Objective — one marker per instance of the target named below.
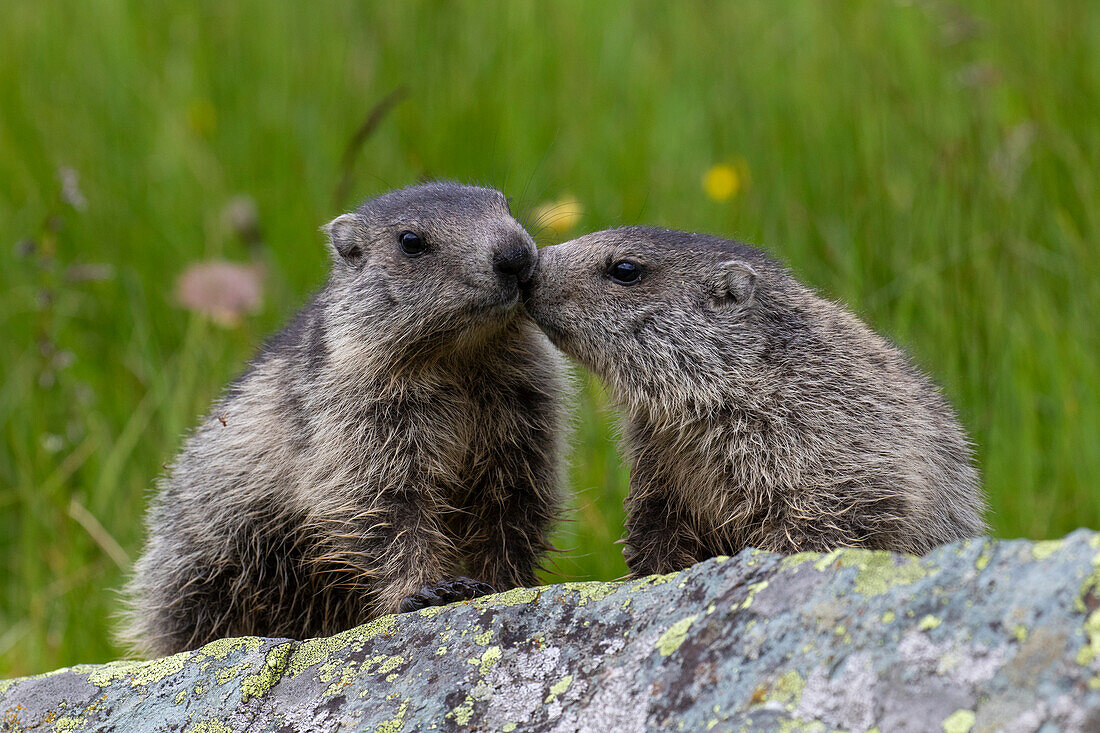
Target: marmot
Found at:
(405, 427)
(756, 413)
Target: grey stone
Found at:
(985, 635)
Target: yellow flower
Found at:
(559, 216)
(724, 181)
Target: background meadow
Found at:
(933, 165)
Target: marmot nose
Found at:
(515, 259)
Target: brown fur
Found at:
(757, 413)
(404, 428)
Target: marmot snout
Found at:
(757, 413)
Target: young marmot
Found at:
(405, 427)
(757, 413)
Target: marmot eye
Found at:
(625, 272)
(411, 243)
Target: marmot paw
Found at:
(447, 591)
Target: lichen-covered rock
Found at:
(979, 636)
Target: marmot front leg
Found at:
(397, 548)
(659, 537)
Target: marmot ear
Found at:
(734, 284)
(345, 238)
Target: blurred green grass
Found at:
(935, 166)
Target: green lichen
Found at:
(395, 723)
(316, 651)
(491, 656)
(66, 723)
(559, 688)
(1091, 648)
(590, 591)
(671, 639)
(210, 726)
(275, 665)
(960, 721)
(221, 648)
(139, 673)
(227, 674)
(877, 571)
(928, 623)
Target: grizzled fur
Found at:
(403, 428)
(757, 413)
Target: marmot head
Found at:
(426, 269)
(669, 319)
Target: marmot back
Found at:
(403, 429)
(757, 413)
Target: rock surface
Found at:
(979, 636)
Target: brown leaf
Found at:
(221, 291)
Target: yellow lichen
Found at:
(590, 591)
(220, 648)
(559, 687)
(960, 721)
(275, 664)
(391, 664)
(877, 571)
(316, 651)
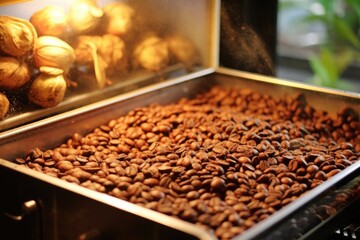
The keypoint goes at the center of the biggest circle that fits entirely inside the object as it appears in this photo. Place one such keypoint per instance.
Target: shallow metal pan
(52, 131)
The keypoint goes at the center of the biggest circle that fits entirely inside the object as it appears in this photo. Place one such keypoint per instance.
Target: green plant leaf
(328, 62)
(346, 33)
(343, 60)
(355, 5)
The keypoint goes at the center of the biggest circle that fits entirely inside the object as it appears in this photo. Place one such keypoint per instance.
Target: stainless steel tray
(51, 132)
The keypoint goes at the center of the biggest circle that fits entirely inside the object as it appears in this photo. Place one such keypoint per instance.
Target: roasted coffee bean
(224, 159)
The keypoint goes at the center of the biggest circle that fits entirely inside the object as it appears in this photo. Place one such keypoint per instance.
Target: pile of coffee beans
(224, 160)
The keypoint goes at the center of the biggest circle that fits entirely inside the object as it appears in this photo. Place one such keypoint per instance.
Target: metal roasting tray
(67, 211)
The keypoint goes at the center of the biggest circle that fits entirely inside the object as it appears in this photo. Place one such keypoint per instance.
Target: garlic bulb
(4, 105)
(50, 20)
(119, 17)
(13, 73)
(110, 48)
(152, 54)
(53, 52)
(85, 16)
(48, 89)
(17, 36)
(183, 50)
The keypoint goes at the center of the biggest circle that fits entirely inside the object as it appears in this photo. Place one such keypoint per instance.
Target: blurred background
(318, 42)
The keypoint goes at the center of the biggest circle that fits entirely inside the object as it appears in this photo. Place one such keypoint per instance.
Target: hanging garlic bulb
(85, 16)
(4, 105)
(119, 17)
(50, 20)
(49, 88)
(152, 54)
(53, 52)
(13, 73)
(183, 50)
(17, 36)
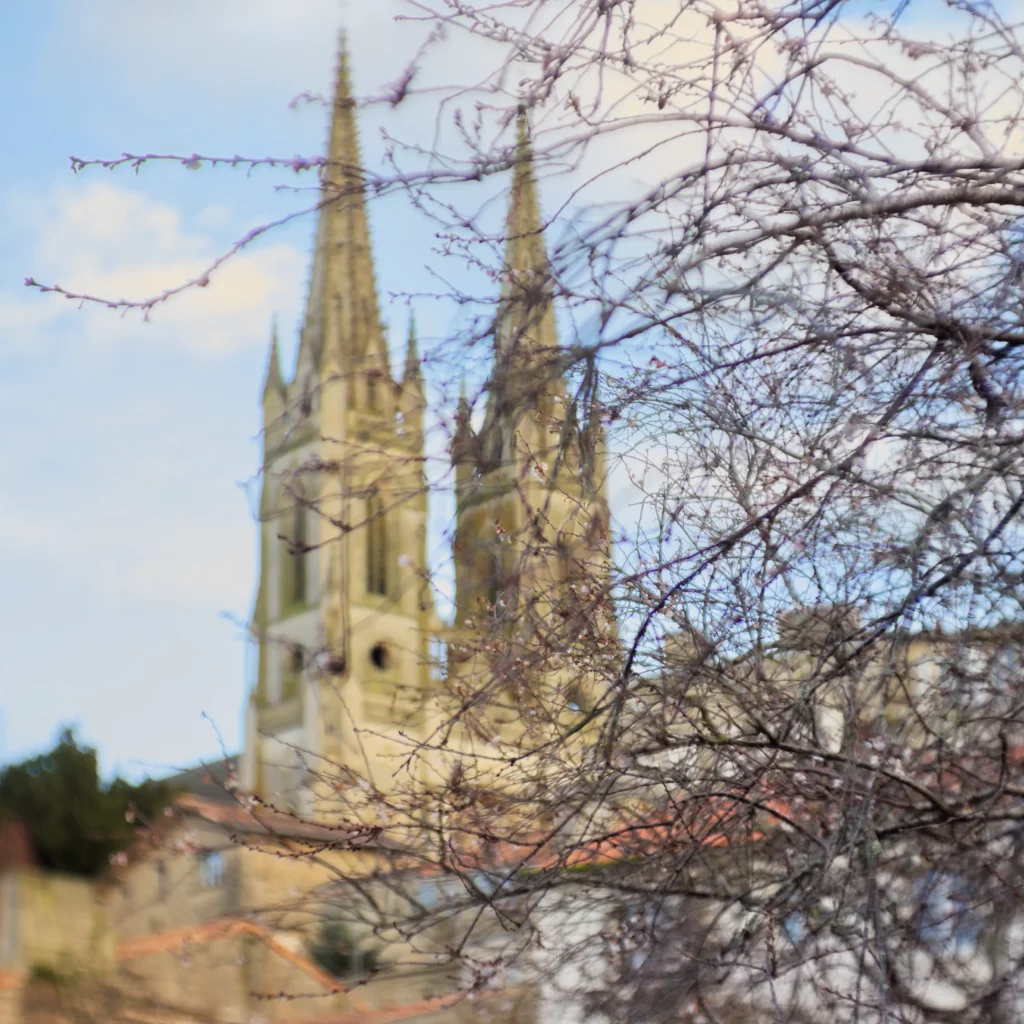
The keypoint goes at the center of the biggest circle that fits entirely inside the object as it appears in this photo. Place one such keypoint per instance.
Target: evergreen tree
--------------------------------------------------
● **GOAL**: Count the lines above that contain the string "garlic", treating uppercase and lowercase letters as different, and give only the number.

● **WRITTEN SOLUTION**: 2